Task brief:
Copy out the lines in the listing below word for word, starting at the line containing "Can you spot the short" and continuing through the end of the listing.

Material to process:

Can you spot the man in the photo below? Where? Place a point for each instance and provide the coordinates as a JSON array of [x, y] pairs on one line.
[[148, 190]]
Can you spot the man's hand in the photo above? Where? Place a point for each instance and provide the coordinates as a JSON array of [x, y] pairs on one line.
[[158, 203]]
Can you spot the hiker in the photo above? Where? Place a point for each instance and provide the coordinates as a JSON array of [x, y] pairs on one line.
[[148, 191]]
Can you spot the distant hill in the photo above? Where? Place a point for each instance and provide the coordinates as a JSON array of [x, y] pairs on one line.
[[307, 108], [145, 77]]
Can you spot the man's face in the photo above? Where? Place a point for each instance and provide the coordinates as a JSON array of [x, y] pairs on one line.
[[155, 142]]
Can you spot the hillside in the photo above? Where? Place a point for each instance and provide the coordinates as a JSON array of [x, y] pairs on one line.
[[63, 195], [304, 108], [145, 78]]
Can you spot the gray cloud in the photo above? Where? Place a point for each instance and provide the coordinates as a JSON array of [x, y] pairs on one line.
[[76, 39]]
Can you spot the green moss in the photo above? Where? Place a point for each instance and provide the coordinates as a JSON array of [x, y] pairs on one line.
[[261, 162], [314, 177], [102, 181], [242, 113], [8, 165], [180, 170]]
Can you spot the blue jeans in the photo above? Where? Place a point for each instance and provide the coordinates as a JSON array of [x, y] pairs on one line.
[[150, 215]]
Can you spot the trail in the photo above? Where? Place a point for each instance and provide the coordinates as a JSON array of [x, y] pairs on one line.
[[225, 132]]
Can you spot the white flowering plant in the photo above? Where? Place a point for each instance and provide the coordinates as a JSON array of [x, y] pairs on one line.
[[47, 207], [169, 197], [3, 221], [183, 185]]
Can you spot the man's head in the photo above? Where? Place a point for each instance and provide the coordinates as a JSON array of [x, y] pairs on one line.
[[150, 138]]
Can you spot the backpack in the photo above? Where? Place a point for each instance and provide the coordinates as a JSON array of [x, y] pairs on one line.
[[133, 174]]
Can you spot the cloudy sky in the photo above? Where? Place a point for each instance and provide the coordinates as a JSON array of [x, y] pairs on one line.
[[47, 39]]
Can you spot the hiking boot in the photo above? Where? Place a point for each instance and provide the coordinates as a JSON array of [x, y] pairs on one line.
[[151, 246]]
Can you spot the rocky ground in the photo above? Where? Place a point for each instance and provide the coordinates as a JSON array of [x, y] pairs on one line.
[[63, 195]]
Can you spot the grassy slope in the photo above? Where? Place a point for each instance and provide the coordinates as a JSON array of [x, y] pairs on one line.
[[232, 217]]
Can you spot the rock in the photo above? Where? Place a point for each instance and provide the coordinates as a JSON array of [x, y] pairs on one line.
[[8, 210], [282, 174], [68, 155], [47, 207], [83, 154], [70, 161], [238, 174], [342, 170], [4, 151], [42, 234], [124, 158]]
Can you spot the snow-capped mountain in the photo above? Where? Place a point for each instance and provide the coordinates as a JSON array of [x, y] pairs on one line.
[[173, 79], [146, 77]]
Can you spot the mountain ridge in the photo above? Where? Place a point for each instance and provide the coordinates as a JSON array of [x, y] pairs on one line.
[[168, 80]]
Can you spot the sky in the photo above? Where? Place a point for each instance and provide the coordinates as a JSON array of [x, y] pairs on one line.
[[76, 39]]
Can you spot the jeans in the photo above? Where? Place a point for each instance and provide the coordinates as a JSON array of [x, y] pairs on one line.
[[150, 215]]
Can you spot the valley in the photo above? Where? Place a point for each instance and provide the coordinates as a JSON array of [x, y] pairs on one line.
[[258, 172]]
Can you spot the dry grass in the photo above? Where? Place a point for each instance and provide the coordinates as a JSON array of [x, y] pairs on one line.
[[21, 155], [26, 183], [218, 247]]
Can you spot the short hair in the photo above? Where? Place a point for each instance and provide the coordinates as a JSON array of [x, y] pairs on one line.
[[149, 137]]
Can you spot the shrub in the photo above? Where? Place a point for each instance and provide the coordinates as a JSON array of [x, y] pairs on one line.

The solution:
Can you spot the short hair in the photo above? Where? Place a point for each instance and provide the coordinates as a JSON array of [x, y] pairs on one line.
[[149, 137]]
Can you spot the shrub in the photo above? Where? Place a point for each instance and provide the coordinates as a JSON array of [x, y] pairs on one line.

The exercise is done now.